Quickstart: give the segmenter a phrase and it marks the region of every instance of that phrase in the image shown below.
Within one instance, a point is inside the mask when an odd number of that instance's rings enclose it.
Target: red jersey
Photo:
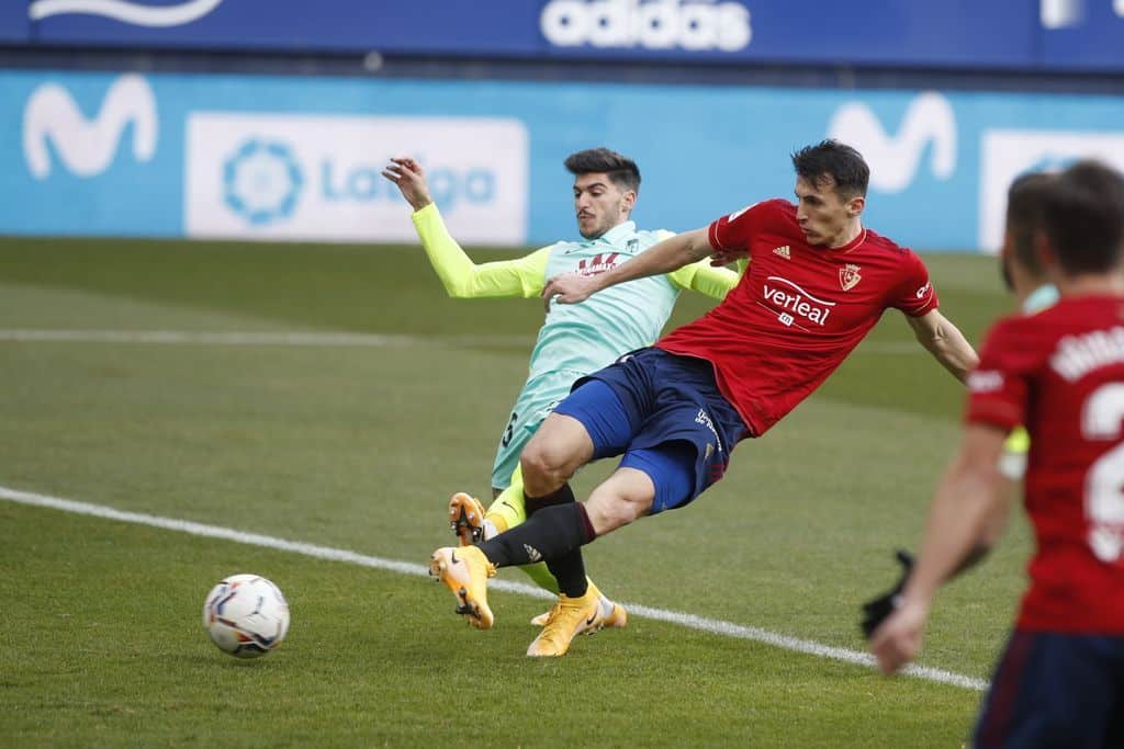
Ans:
[[[910,250],[869,229],[844,247],[812,246],[787,200],[718,219],[709,239],[749,253],[745,274],[710,312],[655,345],[709,360],[754,437],[834,372],[887,308],[922,316],[937,305]]]
[[[968,421],[1031,433],[1037,550],[1018,627],[1124,634],[1124,298],[1001,320],[968,387]]]

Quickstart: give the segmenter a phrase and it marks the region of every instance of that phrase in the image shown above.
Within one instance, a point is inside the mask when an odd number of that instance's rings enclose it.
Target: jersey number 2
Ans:
[[[1081,435],[1089,440],[1120,440],[1124,423],[1124,384],[1103,385],[1081,409]],[[1085,477],[1085,513],[1089,547],[1114,564],[1124,551],[1124,444],[1108,450]]]

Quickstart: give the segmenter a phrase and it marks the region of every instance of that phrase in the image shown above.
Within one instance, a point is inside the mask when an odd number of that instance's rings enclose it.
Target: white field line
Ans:
[[[532,336],[465,335],[465,336],[399,336],[361,332],[269,332],[189,330],[49,330],[0,329],[0,342],[65,344],[163,344],[193,346],[337,346],[343,348],[411,348],[423,346],[526,346]],[[921,346],[910,341],[870,342],[859,354],[919,354]]]
[[[100,504],[89,504],[87,502],[75,502],[73,500],[64,500],[56,496],[20,492],[3,486],[0,486],[0,500],[17,502],[19,504],[28,504],[37,508],[52,508],[82,515],[117,520],[119,522],[137,523],[140,526],[149,526],[152,528],[163,528],[165,530],[191,533],[192,536],[220,538],[227,541],[235,541],[237,544],[248,544],[251,546],[261,546],[280,551],[290,551],[292,554],[300,554],[307,557],[315,557],[317,559],[345,561],[354,565],[361,565],[363,567],[373,567],[375,569],[396,572],[402,575],[415,575],[418,577],[428,575],[428,569],[426,567],[408,561],[370,557],[355,551],[348,551],[346,549],[333,549],[326,546],[305,544],[302,541],[290,541],[283,538],[274,538],[272,536],[246,533],[244,531],[234,530],[233,528],[207,526],[203,523],[176,520],[174,518],[161,518],[158,515],[149,515],[140,512],[124,512],[121,510],[115,510],[114,508]],[[493,581],[490,583],[490,587],[504,591],[505,593],[518,593],[520,595],[531,595],[536,599],[553,597],[550,593],[541,588],[525,585],[523,583]],[[723,634],[742,640],[752,640],[754,642],[762,642],[783,650],[792,650],[795,652],[803,652],[817,656],[819,658],[841,660],[843,663],[855,664],[868,668],[872,668],[874,666],[872,656],[856,650],[835,648],[812,640],[803,640],[787,634],[778,634],[758,627],[744,627],[733,622],[696,616],[694,614],[669,611],[667,609],[654,609],[652,606],[644,606],[635,603],[625,603],[625,606],[628,609],[629,614],[635,616],[669,622],[671,624],[678,624],[680,627],[709,632],[711,634]],[[988,686],[987,682],[984,679],[972,678],[970,676],[963,676],[961,674],[924,666],[909,666],[903,673],[928,682],[949,684],[964,689],[984,691]]]

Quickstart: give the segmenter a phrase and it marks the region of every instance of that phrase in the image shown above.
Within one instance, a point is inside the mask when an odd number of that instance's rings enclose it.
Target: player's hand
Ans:
[[[896,673],[916,657],[921,650],[926,619],[928,606],[907,600],[874,630],[870,639],[870,651],[874,654],[883,674],[889,676]]]
[[[710,254],[710,265],[723,267],[749,255],[744,249],[716,249]]]
[[[581,276],[577,273],[556,275],[546,282],[543,287],[543,304],[550,311],[551,302],[562,304],[577,304],[593,295],[597,291],[596,276]]]
[[[402,198],[414,210],[419,211],[433,202],[429,188],[425,183],[425,171],[416,159],[409,156],[391,158],[383,167],[382,176],[398,185],[402,191]]]
[[[898,577],[897,584],[882,595],[871,599],[867,603],[862,604],[862,621],[860,625],[862,627],[863,637],[868,640],[878,629],[879,624],[886,621],[901,603],[901,591],[906,586],[906,581],[909,579],[909,573],[913,570],[913,555],[903,549],[898,549],[895,555],[898,563],[901,565],[901,575]]]

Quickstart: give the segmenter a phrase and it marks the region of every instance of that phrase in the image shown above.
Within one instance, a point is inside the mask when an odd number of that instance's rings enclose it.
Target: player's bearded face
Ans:
[[[624,192],[605,174],[581,174],[573,181],[573,208],[578,232],[597,239],[628,219],[635,193]]]
[[[830,175],[815,181],[798,176],[796,198],[796,220],[809,245],[835,247],[843,244],[841,237],[846,236],[851,221],[862,210],[862,199],[844,199]]]

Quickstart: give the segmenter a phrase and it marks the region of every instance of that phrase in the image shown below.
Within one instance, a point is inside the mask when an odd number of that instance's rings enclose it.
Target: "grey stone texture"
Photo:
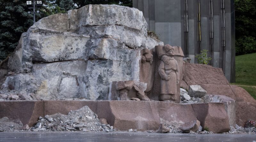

◆ ◆ ◆ ◆ ◆ ◆ ◆

WHAT IS NEEDED: Pick out every line in the entries above that contains the word "Target"; a line counts only if the letter case matches.

FINAL RESULT:
Target: red jersey
Target: jersey number 2
Target: white field line
Target: player's hand
Target: player's bearded face
Target: "grey stone texture"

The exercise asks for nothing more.